__Obiettivo__. Ricopia parola per parola tutte le voci che seguono, omettendo le immagini.

__Dati estratti__.
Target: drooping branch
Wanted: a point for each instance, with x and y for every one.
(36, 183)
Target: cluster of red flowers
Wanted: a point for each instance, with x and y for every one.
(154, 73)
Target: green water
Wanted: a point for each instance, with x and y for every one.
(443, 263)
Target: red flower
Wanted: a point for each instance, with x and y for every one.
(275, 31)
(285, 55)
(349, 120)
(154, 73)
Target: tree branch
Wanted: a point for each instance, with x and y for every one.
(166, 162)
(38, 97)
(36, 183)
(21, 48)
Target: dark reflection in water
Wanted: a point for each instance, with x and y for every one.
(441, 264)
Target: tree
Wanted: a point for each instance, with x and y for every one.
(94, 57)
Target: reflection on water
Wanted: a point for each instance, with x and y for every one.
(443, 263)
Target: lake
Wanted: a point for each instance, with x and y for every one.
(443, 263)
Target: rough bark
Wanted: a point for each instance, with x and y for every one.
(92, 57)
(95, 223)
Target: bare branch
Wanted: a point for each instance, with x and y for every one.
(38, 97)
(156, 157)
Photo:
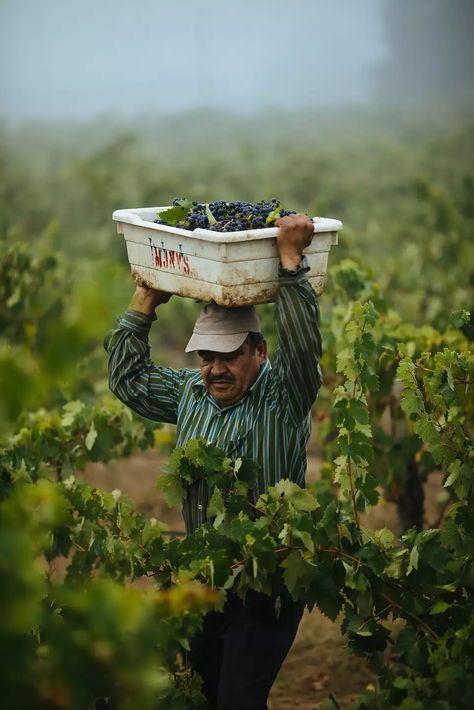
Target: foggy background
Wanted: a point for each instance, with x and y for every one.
(84, 59)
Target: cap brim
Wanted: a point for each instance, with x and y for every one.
(215, 343)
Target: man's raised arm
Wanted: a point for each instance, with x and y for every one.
(149, 390)
(296, 372)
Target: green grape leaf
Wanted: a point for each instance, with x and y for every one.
(178, 213)
(459, 318)
(91, 437)
(300, 498)
(216, 507)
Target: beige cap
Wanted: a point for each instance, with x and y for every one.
(223, 330)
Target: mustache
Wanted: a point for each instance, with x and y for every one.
(220, 378)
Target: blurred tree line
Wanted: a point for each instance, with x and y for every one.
(402, 188)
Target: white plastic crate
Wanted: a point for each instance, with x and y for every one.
(232, 269)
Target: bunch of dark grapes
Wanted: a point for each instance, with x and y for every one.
(232, 216)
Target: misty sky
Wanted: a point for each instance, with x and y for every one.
(80, 58)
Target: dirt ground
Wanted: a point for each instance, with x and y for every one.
(318, 663)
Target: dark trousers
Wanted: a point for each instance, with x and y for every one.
(240, 650)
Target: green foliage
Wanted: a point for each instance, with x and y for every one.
(396, 405)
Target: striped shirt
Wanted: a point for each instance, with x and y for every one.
(271, 423)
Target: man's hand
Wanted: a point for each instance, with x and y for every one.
(295, 233)
(146, 299)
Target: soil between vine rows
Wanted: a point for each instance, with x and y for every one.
(318, 662)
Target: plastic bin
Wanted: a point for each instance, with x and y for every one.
(232, 269)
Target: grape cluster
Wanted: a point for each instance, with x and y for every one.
(231, 216)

__Risultato__.
Target: drooping branch
Wanted: a point for each instance, with x and y for every one.
(36, 183)
Target: cluster of red flowers
Wanted: a point for each instance, with x and y for every one.
(154, 73)
Target: green water
Wanted: a point for each instance, with x and y for every one.
(443, 263)
Target: red flower
Wanted: a point for each instance, with x and y for every one.
(275, 31)
(285, 55)
(349, 120)
(154, 73)
Target: tree branch
Wanted: a point for each instance, with x and y for every one.
(166, 162)
(38, 97)
(36, 183)
(21, 48)
Target: dark reflection in water
Wanted: a point for each instance, with x and y for every one.
(441, 264)
Target: tree
Wanted: a point for each instance, with x and y for every one.
(94, 57)
Target: reflection on water
Wanted: a point for each instance, with x and y for every one.
(443, 263)
Target: lake
Wanted: a point for each instance, with x and y for every one.
(443, 263)
Target: rough bark
Wanted: a point for each instance, with x and y for every one.
(92, 57)
(95, 223)
Target: bare branch
Wanted: a point for each instance, with x and y for every one.
(38, 97)
(156, 157)
Photo:
Target: foggy background
Wanted: a point for each instance, with x and y for every one.
(84, 59)
Target: cap brim
Wanted: a point for each instance, with x and y for every one.
(215, 343)
Target: man's raised arm
Wanted: a point for each instance, with x and y for every one.
(149, 390)
(296, 372)
Target: green grape leaf
Wanted: a point for each instance, with x and y for every one.
(178, 213)
(459, 318)
(91, 437)
(300, 498)
(216, 507)
Target: beige cap
Wanted: a point for each instance, with x and y for every one.
(223, 330)
Target: mustache
Wanted: a point for each instance, with x and y for every one.
(220, 378)
Target: blurred tree line
Wanted: a point for each instance, with x and y for every one.
(402, 188)
Target: white plastic crate
Wanted: a point for each instance, with x and y for every one.
(232, 269)
Target: bunch of dark grapes
Wanted: a point for each instance, with x and y for every one.
(232, 216)
Target: misty sky
Wanted: a point for each instance, with x and y for every one.
(80, 58)
Target: dirt ground
Wanted: a point for each instance, with x and y for every one.
(318, 663)
Target: dark trousers
Wanted: a point for each instance, with x and y for every one.
(240, 650)
Target: green foliage
Wanted: a point for each instance, with x and y for every one.
(396, 405)
Target: striped shirt
Wanted: a point for each instance, with x and y for every one.
(271, 423)
Target: man's hand
Wanted: a point for each instance, with x and y for every one.
(295, 233)
(146, 299)
Target: soil between vine rows
Wanted: a point for each instance, with x and y for every one.
(318, 662)
Target: plastic bin
Wanted: a point for each instance, with x and y for every one.
(232, 269)
Target: grape cluster
Wanted: a point for each instance, with x and y for every one.
(231, 216)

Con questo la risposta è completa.